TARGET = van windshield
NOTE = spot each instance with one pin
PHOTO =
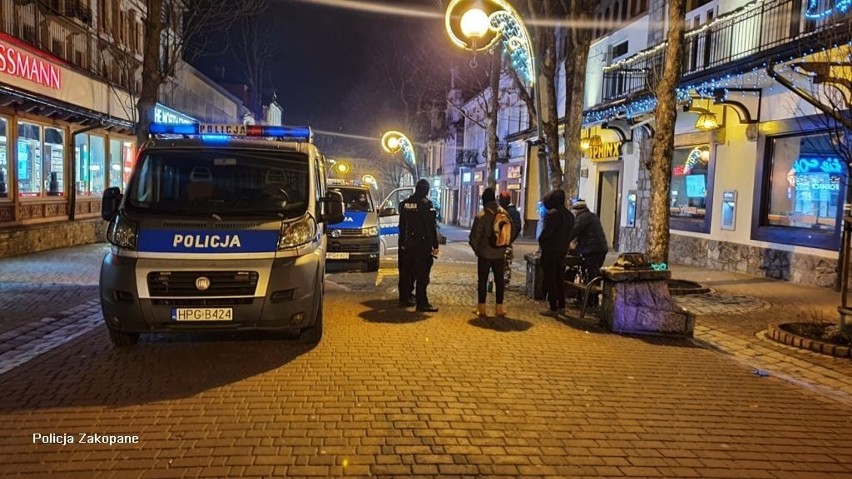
(221, 181)
(355, 199)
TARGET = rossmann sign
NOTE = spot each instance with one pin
(20, 63)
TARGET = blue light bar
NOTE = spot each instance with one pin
(223, 131)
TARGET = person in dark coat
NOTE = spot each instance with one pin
(406, 268)
(505, 201)
(553, 242)
(418, 225)
(489, 259)
(590, 238)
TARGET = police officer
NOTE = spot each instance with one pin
(405, 266)
(418, 232)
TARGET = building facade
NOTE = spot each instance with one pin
(757, 180)
(759, 172)
(68, 73)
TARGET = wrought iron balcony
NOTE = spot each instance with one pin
(467, 157)
(736, 42)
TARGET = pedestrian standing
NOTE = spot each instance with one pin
(591, 240)
(418, 223)
(553, 242)
(505, 202)
(405, 264)
(490, 259)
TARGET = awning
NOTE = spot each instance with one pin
(31, 103)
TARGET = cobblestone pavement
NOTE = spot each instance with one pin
(394, 393)
(43, 284)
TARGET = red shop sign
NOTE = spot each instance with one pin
(20, 63)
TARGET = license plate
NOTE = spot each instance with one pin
(202, 314)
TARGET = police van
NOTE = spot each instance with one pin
(356, 238)
(221, 228)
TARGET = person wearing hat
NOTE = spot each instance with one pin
(505, 202)
(489, 259)
(553, 242)
(590, 237)
(418, 230)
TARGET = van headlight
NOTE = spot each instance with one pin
(297, 233)
(123, 233)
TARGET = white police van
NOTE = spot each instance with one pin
(218, 232)
(356, 238)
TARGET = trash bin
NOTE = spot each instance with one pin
(535, 289)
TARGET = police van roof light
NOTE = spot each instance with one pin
(218, 131)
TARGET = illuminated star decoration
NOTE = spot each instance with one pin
(394, 141)
(815, 12)
(510, 30)
(516, 40)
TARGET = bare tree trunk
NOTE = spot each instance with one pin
(576, 57)
(550, 112)
(151, 76)
(662, 145)
(492, 109)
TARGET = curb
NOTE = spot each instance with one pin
(777, 334)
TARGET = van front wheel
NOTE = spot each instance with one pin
(120, 338)
(313, 334)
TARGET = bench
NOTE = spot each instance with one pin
(584, 291)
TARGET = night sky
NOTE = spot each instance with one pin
(324, 49)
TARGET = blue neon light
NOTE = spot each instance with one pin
(216, 138)
(173, 128)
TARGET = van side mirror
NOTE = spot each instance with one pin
(110, 202)
(332, 208)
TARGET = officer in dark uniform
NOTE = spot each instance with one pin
(419, 235)
(405, 266)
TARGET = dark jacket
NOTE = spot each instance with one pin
(589, 233)
(558, 224)
(515, 215)
(483, 226)
(418, 228)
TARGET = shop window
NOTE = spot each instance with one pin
(690, 191)
(803, 192)
(54, 161)
(116, 165)
(90, 151)
(4, 162)
(129, 155)
(97, 165)
(29, 160)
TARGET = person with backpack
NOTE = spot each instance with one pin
(490, 234)
(553, 242)
(505, 201)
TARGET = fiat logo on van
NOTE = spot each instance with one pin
(202, 283)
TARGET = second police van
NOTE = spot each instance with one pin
(219, 233)
(356, 238)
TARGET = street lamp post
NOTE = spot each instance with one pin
(394, 141)
(483, 24)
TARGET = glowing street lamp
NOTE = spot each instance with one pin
(341, 167)
(483, 24)
(394, 141)
(370, 180)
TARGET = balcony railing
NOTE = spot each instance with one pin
(467, 157)
(744, 36)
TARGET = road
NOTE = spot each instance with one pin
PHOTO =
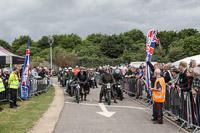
(129, 117)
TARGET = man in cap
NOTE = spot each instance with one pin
(70, 76)
(5, 77)
(158, 96)
(82, 77)
(105, 78)
(91, 74)
(76, 70)
(2, 88)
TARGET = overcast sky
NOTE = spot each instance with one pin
(37, 18)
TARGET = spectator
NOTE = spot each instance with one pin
(131, 72)
(34, 72)
(42, 73)
(175, 100)
(1, 87)
(13, 83)
(196, 92)
(167, 73)
(141, 66)
(76, 70)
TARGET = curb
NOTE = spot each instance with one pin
(47, 122)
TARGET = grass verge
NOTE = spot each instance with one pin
(22, 119)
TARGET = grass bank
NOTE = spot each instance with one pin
(22, 119)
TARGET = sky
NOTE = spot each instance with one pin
(38, 18)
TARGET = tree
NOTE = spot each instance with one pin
(17, 43)
(5, 45)
(175, 54)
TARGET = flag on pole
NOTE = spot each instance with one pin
(25, 75)
(151, 41)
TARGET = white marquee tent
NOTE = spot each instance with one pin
(188, 59)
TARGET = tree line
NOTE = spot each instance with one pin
(99, 49)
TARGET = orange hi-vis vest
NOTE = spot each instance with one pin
(157, 95)
(76, 71)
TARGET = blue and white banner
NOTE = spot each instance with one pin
(25, 75)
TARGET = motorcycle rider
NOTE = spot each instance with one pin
(118, 78)
(65, 77)
(106, 78)
(70, 76)
(91, 75)
(82, 77)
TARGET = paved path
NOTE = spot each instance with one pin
(130, 117)
(47, 122)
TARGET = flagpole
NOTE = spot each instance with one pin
(51, 39)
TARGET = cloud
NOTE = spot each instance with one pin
(83, 17)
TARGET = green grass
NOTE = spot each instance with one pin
(22, 119)
(54, 76)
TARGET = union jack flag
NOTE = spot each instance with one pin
(25, 75)
(150, 44)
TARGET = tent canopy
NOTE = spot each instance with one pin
(7, 57)
(188, 59)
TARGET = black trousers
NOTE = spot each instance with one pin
(13, 97)
(103, 92)
(157, 111)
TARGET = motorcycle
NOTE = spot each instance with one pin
(75, 91)
(92, 82)
(70, 86)
(118, 90)
(107, 94)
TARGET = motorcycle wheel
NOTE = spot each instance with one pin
(77, 97)
(121, 96)
(72, 92)
(109, 97)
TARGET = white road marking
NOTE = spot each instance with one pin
(110, 106)
(105, 111)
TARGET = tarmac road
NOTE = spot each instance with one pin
(129, 117)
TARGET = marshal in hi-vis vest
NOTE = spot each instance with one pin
(2, 88)
(159, 96)
(13, 81)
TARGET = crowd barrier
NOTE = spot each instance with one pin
(180, 105)
(36, 85)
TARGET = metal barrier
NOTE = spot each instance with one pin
(36, 85)
(184, 106)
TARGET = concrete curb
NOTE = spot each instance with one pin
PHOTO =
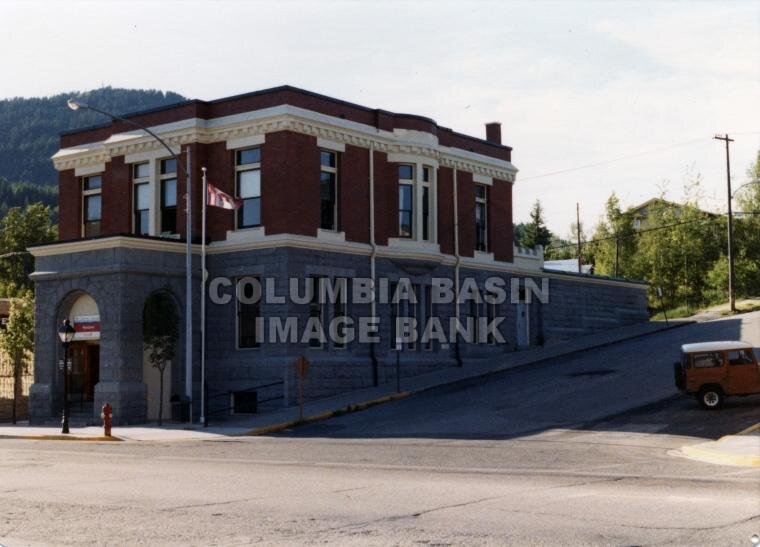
(61, 437)
(355, 407)
(721, 452)
(750, 429)
(264, 430)
(713, 454)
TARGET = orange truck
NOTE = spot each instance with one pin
(712, 371)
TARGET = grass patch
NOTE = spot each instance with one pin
(743, 307)
(674, 313)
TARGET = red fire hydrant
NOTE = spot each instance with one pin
(106, 414)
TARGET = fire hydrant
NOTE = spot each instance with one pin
(106, 414)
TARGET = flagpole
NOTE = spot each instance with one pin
(204, 276)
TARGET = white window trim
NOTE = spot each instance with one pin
(157, 196)
(418, 183)
(136, 181)
(483, 201)
(334, 171)
(85, 194)
(415, 200)
(240, 169)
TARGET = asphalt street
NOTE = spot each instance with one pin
(574, 451)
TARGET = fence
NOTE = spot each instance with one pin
(6, 389)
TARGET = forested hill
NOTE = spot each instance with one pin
(29, 131)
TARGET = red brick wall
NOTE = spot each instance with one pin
(116, 198)
(500, 233)
(69, 206)
(466, 206)
(446, 210)
(353, 193)
(386, 199)
(220, 165)
(290, 184)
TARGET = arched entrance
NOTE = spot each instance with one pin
----
◆ What to produce:
Reproduce each record from above exactly; pictures do not belong in the copy.

◆ Answer for the task:
TARGET = van windshield
NOTE = spot each instance with one pin
PHOTO =
(221, 181)
(355, 199)
TARGET = rossmann sign
NOTE = spot each instance with one pin
(20, 63)
TARGET = blue light bar
NOTE = spot each instance with one pin
(223, 131)
TARGET = person in dark coat
NOTE = spot each instance with one pin
(406, 268)
(505, 201)
(553, 242)
(418, 225)
(489, 259)
(590, 238)
TARGET = police officer
NOTE = spot each instance with one pin
(405, 266)
(418, 232)
TARGET = building facade
NOTE = spot each instance with one pin
(757, 180)
(759, 172)
(68, 73)
TARGET = wrought iron balcony
NOTE = spot each instance with one pin
(467, 157)
(736, 42)
TARGET = pedestrian standing
NOTE = spot each instance with one pin
(591, 240)
(418, 223)
(553, 242)
(505, 202)
(405, 264)
(490, 259)
TARGET = awning
NOTE = spot each instance with one pin
(31, 103)
TARGET = cobblestone pavement
NOTE = spot each instance with one pin
(394, 393)
(43, 284)
TARGET = red shop sign
NOTE = spot each instance with one pin
(20, 63)
TARGET = license plate
NOTE = spot each instance with one pin
(202, 314)
TARGET = police van
NOTE = spot each instance with one pin
(356, 238)
(221, 228)
TARGET = person wearing hat
NOTE = spot each instance with one pin
(505, 202)
(489, 259)
(553, 242)
(590, 237)
(418, 230)
TARGET = van headlight
NOTE = spot each instance with one pin
(297, 233)
(123, 233)
TARGET = white police van
NOTE = spot each instance with one pin
(218, 232)
(356, 238)
TARGET = trash bin
NOTE = spot each instance with one pin
(535, 289)
TARGET = police van roof light
NOTE = spot each instance with one pin
(218, 131)
TARGET = illuminated star decoration
NOTE = spot each instance with one pin
(394, 141)
(815, 12)
(510, 30)
(516, 40)
TARGET = bare tree trunk
NOTE = spot each instance with one pin
(576, 57)
(550, 112)
(151, 76)
(662, 145)
(492, 109)
TARGET = curb
NOTE = spot each instance with one pin
(777, 334)
TARGET = van front wheel
NOTE = spot each instance with one pin
(120, 338)
(313, 334)
TARGET = bench
NOTE = spot each instance with one pin
(584, 291)
TARGET = night sky
NOTE = spot each instance with one pin
(324, 49)
TARGET = blue neon light
NOTE = spot each instance with one pin
(216, 138)
(173, 128)
TARGET = van side mirror
NOTE = spot each instance with one pin
(110, 202)
(332, 208)
TARGET = officer in dark uniform
NOTE = spot each instance with one pin
(419, 235)
(405, 266)
TARGET = dark jacket
NOTE = spot each instance with one pin
(589, 233)
(558, 224)
(515, 215)
(483, 226)
(418, 228)
TARGET = shop window
NOTE = spot each instance with one pin
(690, 191)
(803, 192)
(54, 161)
(116, 165)
(90, 151)
(4, 162)
(129, 155)
(97, 165)
(29, 160)
TARGET = person with backpack
NOTE = spot each instance with one pin
(490, 234)
(553, 242)
(505, 201)
TARGET = fiat logo on van
NOTE = spot each instance with one pin
(202, 283)
TARGET = second police van
NOTE = spot each instance with one pin
(219, 233)
(356, 238)
TARGET = street lamp post
NOTE = spot each instance with one pin
(394, 141)
(483, 24)
TARGET = glowing street lamp
NOTE = spot each instance with one pin
(341, 167)
(483, 24)
(394, 141)
(370, 180)
TARGET = balcony railing
NOTE = spot each instance with one pin
(467, 157)
(744, 36)
TARGET = road
NOTE = spot each instance with one pin
PHOTO =
(129, 117)
TARGET = man in cap
NOTE = spot each instance with one pin
(70, 76)
(5, 77)
(158, 96)
(82, 77)
(105, 78)
(91, 74)
(76, 70)
(2, 88)
TARGET = overcast sky
NOTE = spot each instance with one pin
(37, 18)
TARGET = spectator
NOTE = spot each instance with one pin
(131, 72)
(34, 72)
(42, 73)
(175, 100)
(1, 87)
(13, 83)
(196, 92)
(167, 73)
(141, 66)
(76, 70)
TARGET = curb
NOTE = spot each instance with one pin
(47, 122)
TARGET = grass verge
NOTE = spot each instance with one pin
(22, 119)
TARGET = grass bank
NOTE = spot each instance with one pin
(22, 119)
TARGET = sky
NOTE = spot each instance with one pin
(38, 18)
TARGET = tree
NOTE = spot each instance with one pin
(17, 43)
(5, 45)
(175, 54)
TARGET = flag on pole
NOTE = spot each instance with one pin
(25, 75)
(151, 41)
TARGET = white marquee tent
NOTE = spot each instance with one pin
(188, 59)
TARGET = tree line
NOTE = spot each instance with one pin
(99, 49)
TARGET = orange hi-vis vest
NOTE = spot each instance with one pin
(157, 95)
(76, 71)
TARGET = blue and white banner
NOTE = spot each instance with one pin
(25, 75)
TARGET = motorcycle rider
NOTE = spot each instance with one pin
(118, 78)
(65, 77)
(106, 78)
(70, 76)
(91, 75)
(82, 77)
TARGET = paved path
NOTE = spot each instance with one pin
(130, 117)
(47, 122)
TARGET = flagpole
NOTE = spot each instance with one pin
(51, 39)
TARGET = cloud
NOTE = spot each instance with one pin
(83, 17)
TARGET = green grass
NOTE = spot each instance with one pin
(22, 119)
(54, 76)
TARGET = union jack flag
NOTE = spot each instance with one pin
(25, 75)
(150, 44)
TARGET = tent canopy
NOTE = spot each instance with one pin
(7, 57)
(188, 59)
TARGET = black trousers
NOTE = spot each instance with one pin
(13, 97)
(103, 92)
(157, 111)
TARGET = motorcycle
NOTE = spot each instance with one pin
(75, 91)
(92, 82)
(70, 86)
(118, 90)
(107, 94)
TARGET = motorcycle wheel
NOTE = spot each instance with one pin
(77, 97)
(121, 96)
(72, 92)
(109, 97)
TARGET = white road marking
NOTE = spot each instance with one pin
(110, 106)
(105, 111)
TARGET = tarmac road
NOTE = spot each instance with one pin
(129, 117)
TARGET = marshal in hi-vis vest
NOTE = spot each instance with one pin
(2, 88)
(159, 96)
(13, 81)
TARGET = crowd barrier
NOTE = spot each instance with one pin
(180, 105)
(36, 85)
TARGET = metal barrier
NOTE = spot each instance with one pin
(36, 85)
(184, 106)
TARGET = concrete curb
NOTE = spot each instance with one pin
PHOTO =
(61, 437)
(355, 407)
(721, 452)
(750, 429)
(264, 430)
(713, 454)
TARGET = orange truck
NOTE = spot each instance with one pin
(712, 371)
TARGET = grass patch
NOTE = spot each instance with one pin
(743, 307)
(674, 313)
TARGET = red fire hydrant
NOTE = spot each instance with one pin
(106, 414)
TARGET = fire hydrant
NOTE = spot each instance with one pin
(106, 414)
TARGET = flagpole
NOTE = spot each instance with one pin
(204, 276)
TARGET = white window trim
NOTE = spot each instance with one pin
(157, 196)
(418, 183)
(136, 181)
(483, 201)
(334, 171)
(85, 194)
(415, 200)
(240, 169)
TARGET = asphalt street
NOTE = spot each instance with one pin
(574, 451)
TARGET = fence
NOTE = spot each instance with one pin
(6, 389)
TARGET = forested hill
NOTE = spot each instance with one pin
(29, 131)
TARGET = red brick wall
NOTE = spot each instance with one pin
(116, 198)
(500, 233)
(69, 206)
(466, 206)
(446, 210)
(353, 193)
(386, 199)
(220, 165)
(290, 184)
TARGET = arched entrance
NOTE = spot each instance with one pin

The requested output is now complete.